#### Written exercise
Copy out everything from the line containing "Note: mark the pavilion" down to the final line, replacing "foam pattern on water" with "sea foam" and changing nothing else. Give only those lines.

-- START OF Provided data --

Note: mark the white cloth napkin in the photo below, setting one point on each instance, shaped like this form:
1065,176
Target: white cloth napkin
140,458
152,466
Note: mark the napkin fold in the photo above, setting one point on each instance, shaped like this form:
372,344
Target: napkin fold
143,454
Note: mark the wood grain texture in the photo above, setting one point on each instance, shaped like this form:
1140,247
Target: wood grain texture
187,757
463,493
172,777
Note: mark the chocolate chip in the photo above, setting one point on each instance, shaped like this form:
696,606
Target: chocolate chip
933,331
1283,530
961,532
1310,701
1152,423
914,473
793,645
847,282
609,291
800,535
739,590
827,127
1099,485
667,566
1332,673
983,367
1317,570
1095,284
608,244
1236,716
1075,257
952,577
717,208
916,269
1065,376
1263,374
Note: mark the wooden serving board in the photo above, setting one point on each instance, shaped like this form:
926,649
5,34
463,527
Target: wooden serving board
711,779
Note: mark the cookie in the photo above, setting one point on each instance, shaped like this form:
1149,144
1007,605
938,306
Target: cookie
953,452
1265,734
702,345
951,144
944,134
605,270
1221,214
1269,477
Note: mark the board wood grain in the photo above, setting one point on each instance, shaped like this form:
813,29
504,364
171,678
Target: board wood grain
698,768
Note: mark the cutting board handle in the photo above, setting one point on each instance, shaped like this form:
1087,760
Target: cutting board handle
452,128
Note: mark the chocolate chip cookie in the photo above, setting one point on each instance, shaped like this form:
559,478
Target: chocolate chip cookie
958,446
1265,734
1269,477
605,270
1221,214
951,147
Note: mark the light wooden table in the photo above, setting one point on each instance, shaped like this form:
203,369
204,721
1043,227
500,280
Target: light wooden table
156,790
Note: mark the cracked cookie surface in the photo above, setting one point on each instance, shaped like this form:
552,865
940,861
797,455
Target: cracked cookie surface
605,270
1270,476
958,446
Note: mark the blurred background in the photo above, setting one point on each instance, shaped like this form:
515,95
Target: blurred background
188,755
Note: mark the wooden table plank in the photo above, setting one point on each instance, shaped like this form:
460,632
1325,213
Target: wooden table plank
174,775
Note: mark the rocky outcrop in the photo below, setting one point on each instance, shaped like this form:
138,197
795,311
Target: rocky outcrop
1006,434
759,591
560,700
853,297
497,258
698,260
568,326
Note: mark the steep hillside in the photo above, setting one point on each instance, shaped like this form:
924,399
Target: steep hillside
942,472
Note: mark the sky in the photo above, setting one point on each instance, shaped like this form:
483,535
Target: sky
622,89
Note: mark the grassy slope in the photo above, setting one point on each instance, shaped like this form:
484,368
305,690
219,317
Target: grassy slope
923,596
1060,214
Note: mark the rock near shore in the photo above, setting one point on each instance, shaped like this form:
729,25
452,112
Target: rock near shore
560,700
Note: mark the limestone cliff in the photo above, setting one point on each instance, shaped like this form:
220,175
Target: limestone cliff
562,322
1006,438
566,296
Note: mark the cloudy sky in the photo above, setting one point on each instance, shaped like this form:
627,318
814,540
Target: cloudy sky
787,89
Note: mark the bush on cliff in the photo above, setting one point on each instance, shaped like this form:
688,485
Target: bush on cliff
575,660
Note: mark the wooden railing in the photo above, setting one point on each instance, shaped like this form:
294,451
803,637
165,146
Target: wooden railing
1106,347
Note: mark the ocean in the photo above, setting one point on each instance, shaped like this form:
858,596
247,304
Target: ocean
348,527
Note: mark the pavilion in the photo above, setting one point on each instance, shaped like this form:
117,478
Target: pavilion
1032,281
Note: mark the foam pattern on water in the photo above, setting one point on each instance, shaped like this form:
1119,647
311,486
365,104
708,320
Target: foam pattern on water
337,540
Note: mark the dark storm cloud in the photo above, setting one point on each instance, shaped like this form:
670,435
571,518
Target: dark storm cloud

-- END OF Provided data --

#### Task solution
Note: mark the pavilion in the photo above, setting one point on each instance, shaped like this form:
117,478
Target: pavilion
1032,281
Note: mark the sea foam in the photo above, setting one point on each instance, shaped like this form:
1119,647
311,486
365,104
708,320
Target: sea foam
337,540
Note: mark the dark storm cloud in the photo above, setting one point on each instance, shaped like this form:
670,435
571,518
Target: dark storm cloud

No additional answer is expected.